Excerpted text |

━━━━━━━━━━━━━━━━━━━━

Common safeguard categories are:

  • Administrative: Assigning security responsibility to an individual and implementing security training.
  • Physical: Protect electronic systems and data they hold by restricting access to EPHI and using off-site backups.
  • Technical: Automated processes such as authentication controls and encrypting data during transfer.

Cloud and Edge architectures with adequate security measures can be useful because the exchange of medical data between clinical facilities, patients, researchers, and medical practitioners requires shifting enormous amounts of data. Providers and even users must comply with several data regulation laws like HIPAA, HITECH, and GDPR. Healthcare providers must ensure compliance of the cloud-hosted data - not an easy task!

From a design and development perspective, companies developing applications for first responders, seniors, and fitness face the same challenges and requirements. One of the major product groups for collecting health or fitness data are smartwatches or fitness wristbands. The data being collected is very much medical data, and solutions will have to be found to fully protect that data. For example, the Apple Watch is equipped with a built-in heart rate sensor using both infrared and visible-light LEDs and photodiodes. Furthermore, it uses a position and acceleration sensor for detecting movement. Other manufacturers employ similar technology that provide users with medical feedback.

Ready-made solutions

Of course, most users are more interested in the medical use of these gadgets. And that’s what designers have to focus on to get more users. One example of medical sensor fusion is the MAX86150 Integrated Photoplethysmogram (PPG) and Electrocardiogram (ECG) Bio-Sensor Module by Maxim Integrated. For development purposes, the manufacturer provides the MAX86150 Evaluation Kit (Figure 1). When monitoring is active, the module uses IR Proximity Mode to detect the user's fingers, and a red LED will turn on when a finger is near the module.

Figure 1: The MAX86150 Evaluation Kit provides a proven platform to evaluate the MAX86150 Integrated Photoplethysmogram (PPG) and Electrocardiogram (ECG) Bio-Sensor Module. (Source: Mouser Electronics)

The SmartWatch Solution by Toshiba provides a reference design based on Toshiba discrete components, selected to get more performance in a smaller package. Toshiba offers an extensive portfolio of components like tiny MOSFETs, diodes, and transistors in addition to feature-rich ICs such as LDO regulators, load switches, and the smart eFuse IC, all designed to increase available board space, reduce passive current consumption, and to ensure a long battery life.

━━━━━━━━━━━━━━━━━━━━

Supplied information |

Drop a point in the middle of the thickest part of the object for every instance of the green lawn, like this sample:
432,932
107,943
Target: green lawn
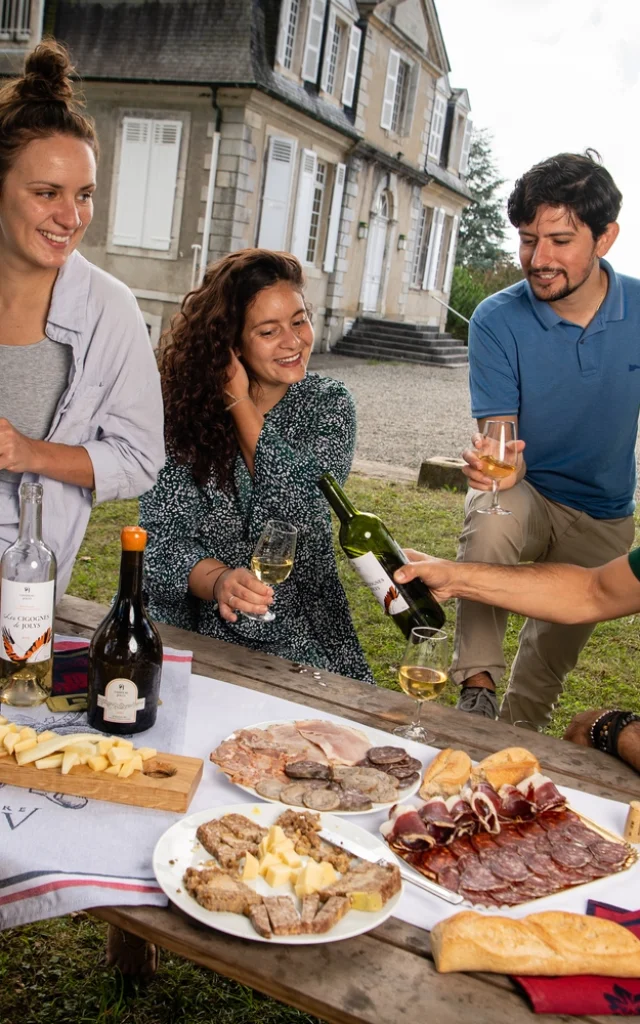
52,973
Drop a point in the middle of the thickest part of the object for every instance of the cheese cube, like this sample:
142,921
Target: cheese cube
251,868
270,860
279,875
371,902
117,755
70,760
290,857
146,753
26,744
53,761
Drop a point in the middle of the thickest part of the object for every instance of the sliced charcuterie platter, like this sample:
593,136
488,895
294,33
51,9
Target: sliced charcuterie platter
321,765
502,844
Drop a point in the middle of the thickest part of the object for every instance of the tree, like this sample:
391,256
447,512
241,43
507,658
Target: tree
482,226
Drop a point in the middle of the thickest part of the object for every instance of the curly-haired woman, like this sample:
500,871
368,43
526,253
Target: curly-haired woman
249,432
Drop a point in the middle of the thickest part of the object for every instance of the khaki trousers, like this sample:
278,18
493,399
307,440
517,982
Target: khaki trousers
538,530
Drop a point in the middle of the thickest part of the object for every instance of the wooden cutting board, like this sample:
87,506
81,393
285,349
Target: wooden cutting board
168,782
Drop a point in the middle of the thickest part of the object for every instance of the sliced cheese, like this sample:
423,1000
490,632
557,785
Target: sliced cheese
53,761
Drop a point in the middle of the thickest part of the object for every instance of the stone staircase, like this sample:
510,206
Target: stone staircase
398,341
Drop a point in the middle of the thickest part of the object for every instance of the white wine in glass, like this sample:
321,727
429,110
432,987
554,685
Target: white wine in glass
272,558
499,458
423,675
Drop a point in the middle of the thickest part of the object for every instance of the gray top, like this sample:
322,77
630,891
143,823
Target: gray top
33,379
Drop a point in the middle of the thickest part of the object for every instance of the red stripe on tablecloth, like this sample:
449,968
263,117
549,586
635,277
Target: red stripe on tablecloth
66,884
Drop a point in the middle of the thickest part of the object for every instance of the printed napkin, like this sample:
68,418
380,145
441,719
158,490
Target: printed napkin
582,994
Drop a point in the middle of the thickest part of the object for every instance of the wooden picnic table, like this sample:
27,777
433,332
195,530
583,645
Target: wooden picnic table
386,976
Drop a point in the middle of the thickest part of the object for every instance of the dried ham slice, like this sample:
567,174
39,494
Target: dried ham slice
340,743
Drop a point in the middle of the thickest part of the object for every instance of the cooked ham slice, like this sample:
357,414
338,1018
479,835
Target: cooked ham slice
340,743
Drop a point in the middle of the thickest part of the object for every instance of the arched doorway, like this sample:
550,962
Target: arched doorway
376,249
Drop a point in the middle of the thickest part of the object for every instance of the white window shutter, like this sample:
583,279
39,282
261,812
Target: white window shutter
304,205
331,28
313,42
132,176
451,256
285,14
334,218
437,126
431,264
466,146
350,73
274,214
389,89
163,175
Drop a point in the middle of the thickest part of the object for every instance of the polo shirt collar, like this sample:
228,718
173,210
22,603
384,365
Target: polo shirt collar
611,309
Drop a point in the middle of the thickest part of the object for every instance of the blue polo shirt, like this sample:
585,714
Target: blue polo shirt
576,391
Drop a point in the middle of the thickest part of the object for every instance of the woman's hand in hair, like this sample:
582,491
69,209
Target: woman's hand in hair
241,591
237,380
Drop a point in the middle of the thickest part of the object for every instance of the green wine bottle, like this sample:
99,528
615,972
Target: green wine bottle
375,556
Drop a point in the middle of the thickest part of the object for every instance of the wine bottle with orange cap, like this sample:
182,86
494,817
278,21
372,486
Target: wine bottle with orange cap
125,654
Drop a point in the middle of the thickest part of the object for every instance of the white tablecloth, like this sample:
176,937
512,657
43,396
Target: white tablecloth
108,835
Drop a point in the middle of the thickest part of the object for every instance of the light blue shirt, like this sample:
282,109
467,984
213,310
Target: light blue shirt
576,391
112,407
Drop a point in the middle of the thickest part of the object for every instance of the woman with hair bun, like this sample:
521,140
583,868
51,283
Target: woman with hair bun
249,432
80,398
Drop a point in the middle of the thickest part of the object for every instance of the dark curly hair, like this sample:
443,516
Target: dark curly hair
40,103
196,356
578,181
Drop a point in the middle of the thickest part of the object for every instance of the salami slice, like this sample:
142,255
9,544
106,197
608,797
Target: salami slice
569,856
506,864
477,878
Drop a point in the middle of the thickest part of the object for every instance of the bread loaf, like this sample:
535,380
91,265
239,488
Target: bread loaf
508,766
446,774
549,943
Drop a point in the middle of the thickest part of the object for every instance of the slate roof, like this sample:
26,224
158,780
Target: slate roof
213,42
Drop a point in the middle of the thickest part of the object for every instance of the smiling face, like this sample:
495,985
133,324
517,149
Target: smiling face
278,336
46,202
558,252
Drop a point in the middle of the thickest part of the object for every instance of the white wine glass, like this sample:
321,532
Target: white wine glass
423,675
272,558
500,459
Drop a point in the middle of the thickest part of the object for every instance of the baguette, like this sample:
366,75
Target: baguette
550,943
508,766
446,774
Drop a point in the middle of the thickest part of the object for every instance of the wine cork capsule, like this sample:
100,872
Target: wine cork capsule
632,827
133,539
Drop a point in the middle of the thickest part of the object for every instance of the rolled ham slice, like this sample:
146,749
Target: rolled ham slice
539,790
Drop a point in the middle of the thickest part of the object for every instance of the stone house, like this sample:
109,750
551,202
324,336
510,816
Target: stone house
325,127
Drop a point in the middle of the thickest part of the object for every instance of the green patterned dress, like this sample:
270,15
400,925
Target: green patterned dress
310,431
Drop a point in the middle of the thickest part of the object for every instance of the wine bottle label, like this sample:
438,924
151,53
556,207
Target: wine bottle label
121,702
26,621
380,584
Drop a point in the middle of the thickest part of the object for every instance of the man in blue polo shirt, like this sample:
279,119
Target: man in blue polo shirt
559,354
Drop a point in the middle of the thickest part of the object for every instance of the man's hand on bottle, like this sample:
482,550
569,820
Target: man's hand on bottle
17,453
474,469
240,590
438,573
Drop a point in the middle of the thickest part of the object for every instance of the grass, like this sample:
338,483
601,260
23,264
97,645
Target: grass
52,972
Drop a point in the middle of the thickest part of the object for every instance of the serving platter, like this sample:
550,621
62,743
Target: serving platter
178,849
377,737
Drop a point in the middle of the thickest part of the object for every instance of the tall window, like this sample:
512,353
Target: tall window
290,33
316,209
334,56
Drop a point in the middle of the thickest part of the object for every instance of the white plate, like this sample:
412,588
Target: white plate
178,849
377,739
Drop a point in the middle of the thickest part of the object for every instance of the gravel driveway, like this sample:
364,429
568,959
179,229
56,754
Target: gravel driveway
407,413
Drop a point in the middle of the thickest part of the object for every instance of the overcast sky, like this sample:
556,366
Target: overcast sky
552,76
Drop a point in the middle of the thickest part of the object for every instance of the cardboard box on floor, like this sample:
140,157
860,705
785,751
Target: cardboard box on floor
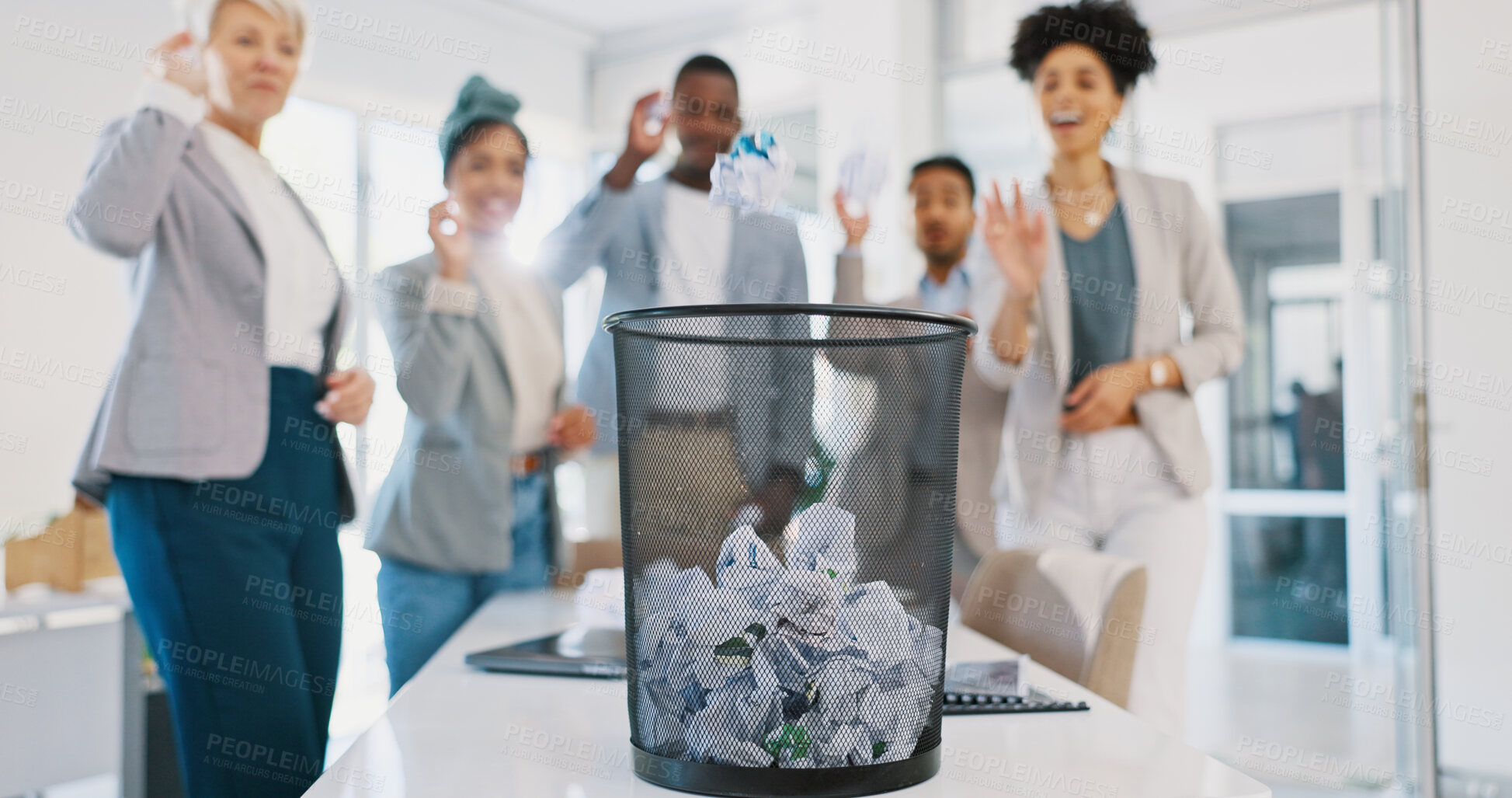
70,550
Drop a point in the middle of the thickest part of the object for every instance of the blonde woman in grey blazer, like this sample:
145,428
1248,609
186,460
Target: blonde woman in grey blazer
468,507
215,447
1082,303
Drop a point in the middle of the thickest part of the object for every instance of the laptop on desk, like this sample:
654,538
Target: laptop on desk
581,651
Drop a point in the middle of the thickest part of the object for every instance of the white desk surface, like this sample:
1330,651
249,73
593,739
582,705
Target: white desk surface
458,732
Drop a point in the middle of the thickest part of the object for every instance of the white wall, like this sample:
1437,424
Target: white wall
62,306
1467,73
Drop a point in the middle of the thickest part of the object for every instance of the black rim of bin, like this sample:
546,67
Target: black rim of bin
613,323
732,780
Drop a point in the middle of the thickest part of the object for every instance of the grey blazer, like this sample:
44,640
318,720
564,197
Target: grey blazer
625,234
447,502
982,411
1178,264
189,397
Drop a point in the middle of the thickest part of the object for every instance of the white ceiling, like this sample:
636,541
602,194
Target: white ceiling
619,16
608,17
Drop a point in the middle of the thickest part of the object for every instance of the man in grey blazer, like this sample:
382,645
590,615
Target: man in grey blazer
942,191
661,244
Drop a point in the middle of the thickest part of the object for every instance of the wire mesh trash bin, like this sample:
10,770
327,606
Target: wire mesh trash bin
785,633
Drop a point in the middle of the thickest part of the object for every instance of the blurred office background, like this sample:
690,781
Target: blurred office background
1355,156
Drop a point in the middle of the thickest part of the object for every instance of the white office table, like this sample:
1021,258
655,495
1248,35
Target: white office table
458,732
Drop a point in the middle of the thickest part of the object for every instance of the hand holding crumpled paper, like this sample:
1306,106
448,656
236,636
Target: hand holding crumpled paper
753,175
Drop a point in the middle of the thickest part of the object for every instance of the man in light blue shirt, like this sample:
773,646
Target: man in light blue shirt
942,190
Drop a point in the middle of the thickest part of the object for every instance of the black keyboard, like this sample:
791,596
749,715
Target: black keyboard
968,703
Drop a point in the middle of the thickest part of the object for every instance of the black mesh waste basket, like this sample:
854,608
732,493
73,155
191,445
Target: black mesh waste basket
788,496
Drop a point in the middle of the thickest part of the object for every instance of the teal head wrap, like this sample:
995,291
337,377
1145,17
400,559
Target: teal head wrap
478,103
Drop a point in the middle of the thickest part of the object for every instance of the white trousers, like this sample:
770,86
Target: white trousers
1109,496
600,477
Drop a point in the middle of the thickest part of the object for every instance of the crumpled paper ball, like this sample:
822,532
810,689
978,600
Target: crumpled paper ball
753,175
860,179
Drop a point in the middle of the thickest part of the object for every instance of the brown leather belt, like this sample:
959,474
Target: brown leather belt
528,462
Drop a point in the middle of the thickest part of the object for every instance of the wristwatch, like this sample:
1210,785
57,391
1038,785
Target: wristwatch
1159,373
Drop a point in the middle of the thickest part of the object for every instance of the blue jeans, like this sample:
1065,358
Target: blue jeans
440,601
238,590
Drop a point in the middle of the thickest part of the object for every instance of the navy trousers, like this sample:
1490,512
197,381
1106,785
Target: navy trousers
238,590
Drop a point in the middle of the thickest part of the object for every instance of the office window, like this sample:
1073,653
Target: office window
1285,402
1290,579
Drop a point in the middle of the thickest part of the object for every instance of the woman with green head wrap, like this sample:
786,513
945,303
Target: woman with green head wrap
468,507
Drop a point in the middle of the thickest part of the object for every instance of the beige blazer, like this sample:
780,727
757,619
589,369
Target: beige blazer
1178,266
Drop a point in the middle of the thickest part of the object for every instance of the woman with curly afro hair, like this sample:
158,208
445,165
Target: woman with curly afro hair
1083,305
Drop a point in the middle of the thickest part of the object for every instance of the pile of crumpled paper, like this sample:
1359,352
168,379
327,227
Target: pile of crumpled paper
796,665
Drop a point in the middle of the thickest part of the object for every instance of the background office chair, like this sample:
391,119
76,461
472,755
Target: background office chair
1074,611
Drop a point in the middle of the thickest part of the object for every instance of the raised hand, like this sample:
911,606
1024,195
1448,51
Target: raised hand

━━━━━━━━━━━━━━━━━━━━

Set of tasks |
a) Answer these questions from the excerpted text:
(i) Which safeguard category includes encrypting data during transfer?
(ii) What kinds of LEDs does the Apple Watch's heart rate sensor use?
(iii) Which mode does the MAX86150 module use to detect the user's fingers?
b) According to the excerpted text, which parties exchange medical data? List all of them.

Solution set |
a)
(i) Technical
(ii) Infrared and visible-light LEDs
(iii) IR Proximity Mode

b) Clinical facilities, patients, researchers, and medical practitioners